● Request A
Identify every line in the entries that contains the string “curly”, and copy each of those lines. Case counts.

The party now intended to give literature and art firm direction. Stalin told the writers that they were the “engineers of human souls,” but he did not give them the blueprint. That was to come from the method of “socialist realism,” and at the first Writers’ Congress in 1934 A. A. Zhdanov and Maksim Gorkii, assisted by the former oppositionists Bukharin and Radek, tried to define what that was. The idea was to “reflect reality in its revolutionary development.” The implication was that the writer needed to show the great changes in Soviet life, but avoid concentrating on mistakes or shortcomings, and indicate how society was moving forward. The result was to demand a kind of official optimism that was very hard to provide in practice, as it would lead to flattened characters and unconvincing conflicts. The other side of socialist realism was that it was to become the art of the people and as such had to be accessible. This issue peaked in 1936, not over literature, but as a result of the staging of Dmitrii Shostakovich’s opera, Lady Macbeth of the Mtsensk District. The composer thought that he had made a good Soviet opera, based on a story by Nikolai Leskov that showed the dark, oppressive world of pre-revolutionary Russia. Instead he met savage criticism for his adoption of modernist musical language similar to that found in Western music of the time. In the minds of his critics, the opera was cacophonic and incomprehensible. It was “formalist,” a term that immediately became one of the most serious charges an artist could face. The writers as well understood the implications of the attack on Shostakovich, and realized that their styles would have to change. Many of them, even the most loyal supporters of the revolution, had employed style and narrative techniques that were innovative and modern in the 1920s, but now they were supposed to construct a novel much as Turgenev had done in the nineteenth century.
Besides mandating the correct direction in the arts, the party leadership in the later 1930s moved to expand and subsidize artistic institutions, and indeed the intelligentsia as a whole. The great theaters, the Bolshoi in Moscow and the Mariinskii (Kirov) in Leningrad, no longer scraped by on small budgets. The opera and ballet became central parts of Soviet culture, and although they were concentrated in the two main cities, they were not restricted to those places. Older cities such as Kiev and Tbilisi, now serving as republican capitals, also found their theaters with more solid budgets. In provincial cities and new republican capitals large theaters for musical performances and concerts sprang up. The great companies were encouraged to do provincial tours. Budgets for dramatic theaters also increased, as did the number of theaters in provincial and republican capitals. The theaters and orchestras supported a great many actors and musicians and in a style that became increasingly removed from that of the Soviet population. The Writers’ Union actually spent most of its effort in the 1930s not on ideological issues but on securing control of superior housing in the cities and the dacha districts, and even building them when it could. Pasternak was able to acquire a two-story house in Peredelkino – a dacha village for writers near Moscow – to use as his home for the rest of his life. Writers had access to the Union’s closed food and consumer goods distribution service. By the war, Shostakovich had a multi-room apartment, servants, and a car with driver. Thus the artistic elite came to match the scientists in standards of living, remaining only slightly less well off than the party elite itself.

● Request B
Answer these questions from the passage on Soviet arts in the 1930s:
(i) In what year was the first Writers’ Congress held?
(ii) Which theater in Moscow does the passage name?
(iii) In what dacha village did Pasternak acquire a two-story house?

● Dataset content
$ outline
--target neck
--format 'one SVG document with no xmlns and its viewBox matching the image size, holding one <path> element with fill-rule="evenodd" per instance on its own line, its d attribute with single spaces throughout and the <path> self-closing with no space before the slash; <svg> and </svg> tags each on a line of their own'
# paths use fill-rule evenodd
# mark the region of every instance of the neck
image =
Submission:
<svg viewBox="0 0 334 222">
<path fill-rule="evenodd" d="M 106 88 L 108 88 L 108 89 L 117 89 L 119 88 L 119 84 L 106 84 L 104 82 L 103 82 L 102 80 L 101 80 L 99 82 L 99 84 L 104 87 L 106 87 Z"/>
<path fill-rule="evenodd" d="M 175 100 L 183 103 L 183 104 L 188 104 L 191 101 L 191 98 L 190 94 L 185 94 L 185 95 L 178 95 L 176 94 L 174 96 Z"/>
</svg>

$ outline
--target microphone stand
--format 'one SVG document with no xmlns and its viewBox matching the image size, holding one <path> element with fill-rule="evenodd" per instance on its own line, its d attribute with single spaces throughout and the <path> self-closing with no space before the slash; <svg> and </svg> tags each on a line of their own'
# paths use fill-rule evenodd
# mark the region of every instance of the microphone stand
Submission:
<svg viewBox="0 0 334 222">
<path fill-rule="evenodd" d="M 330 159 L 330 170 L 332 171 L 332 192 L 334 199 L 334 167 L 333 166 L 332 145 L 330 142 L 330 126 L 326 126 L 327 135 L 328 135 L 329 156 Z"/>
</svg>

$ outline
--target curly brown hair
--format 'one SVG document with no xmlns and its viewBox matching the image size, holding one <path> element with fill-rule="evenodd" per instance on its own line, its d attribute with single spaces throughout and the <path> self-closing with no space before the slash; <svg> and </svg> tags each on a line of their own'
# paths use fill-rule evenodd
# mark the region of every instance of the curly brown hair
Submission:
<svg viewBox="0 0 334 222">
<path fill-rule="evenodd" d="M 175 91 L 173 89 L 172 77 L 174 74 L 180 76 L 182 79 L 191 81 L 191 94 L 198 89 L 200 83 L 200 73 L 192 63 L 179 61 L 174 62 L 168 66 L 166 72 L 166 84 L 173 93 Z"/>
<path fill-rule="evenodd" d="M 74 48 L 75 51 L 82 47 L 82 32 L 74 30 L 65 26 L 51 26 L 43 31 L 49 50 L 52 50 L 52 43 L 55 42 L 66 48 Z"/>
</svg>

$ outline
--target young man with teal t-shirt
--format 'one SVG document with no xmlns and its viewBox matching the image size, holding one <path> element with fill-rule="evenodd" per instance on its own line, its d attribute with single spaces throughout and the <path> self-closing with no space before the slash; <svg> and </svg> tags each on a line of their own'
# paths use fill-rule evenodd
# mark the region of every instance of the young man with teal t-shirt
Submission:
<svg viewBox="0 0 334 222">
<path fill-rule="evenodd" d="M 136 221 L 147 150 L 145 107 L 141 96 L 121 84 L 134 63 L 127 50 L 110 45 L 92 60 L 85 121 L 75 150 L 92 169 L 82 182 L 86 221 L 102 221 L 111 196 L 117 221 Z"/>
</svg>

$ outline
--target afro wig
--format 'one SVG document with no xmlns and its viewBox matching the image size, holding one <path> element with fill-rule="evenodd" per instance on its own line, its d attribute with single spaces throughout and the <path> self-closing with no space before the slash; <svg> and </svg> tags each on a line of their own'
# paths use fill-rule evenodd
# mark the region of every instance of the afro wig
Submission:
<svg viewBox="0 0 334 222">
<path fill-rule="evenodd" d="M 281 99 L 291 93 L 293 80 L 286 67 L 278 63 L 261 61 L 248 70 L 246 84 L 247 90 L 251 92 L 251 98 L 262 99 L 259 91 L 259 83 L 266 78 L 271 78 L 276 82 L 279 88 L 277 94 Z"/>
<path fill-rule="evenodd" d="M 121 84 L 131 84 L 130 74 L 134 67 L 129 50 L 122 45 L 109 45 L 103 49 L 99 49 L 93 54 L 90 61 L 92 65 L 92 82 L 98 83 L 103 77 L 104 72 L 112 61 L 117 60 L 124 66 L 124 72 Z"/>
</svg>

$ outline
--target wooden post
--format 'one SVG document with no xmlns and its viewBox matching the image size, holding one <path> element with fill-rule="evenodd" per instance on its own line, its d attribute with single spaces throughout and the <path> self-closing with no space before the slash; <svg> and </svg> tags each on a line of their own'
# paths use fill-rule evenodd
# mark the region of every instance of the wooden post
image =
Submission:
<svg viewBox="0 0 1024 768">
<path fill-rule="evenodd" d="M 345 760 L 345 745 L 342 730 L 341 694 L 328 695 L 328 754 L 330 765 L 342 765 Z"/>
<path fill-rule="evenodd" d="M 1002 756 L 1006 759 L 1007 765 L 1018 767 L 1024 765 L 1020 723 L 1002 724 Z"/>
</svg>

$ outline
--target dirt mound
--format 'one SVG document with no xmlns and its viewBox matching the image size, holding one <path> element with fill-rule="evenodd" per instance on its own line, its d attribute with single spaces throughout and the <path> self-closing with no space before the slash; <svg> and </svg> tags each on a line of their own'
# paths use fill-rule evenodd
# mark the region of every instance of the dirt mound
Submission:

● Correct result A
--target curly brown hair
# mark the region of every instance of the curly brown hair

● Correct result B
(i) 1934
(ii) The Bolshoi
(iii) Peredelkino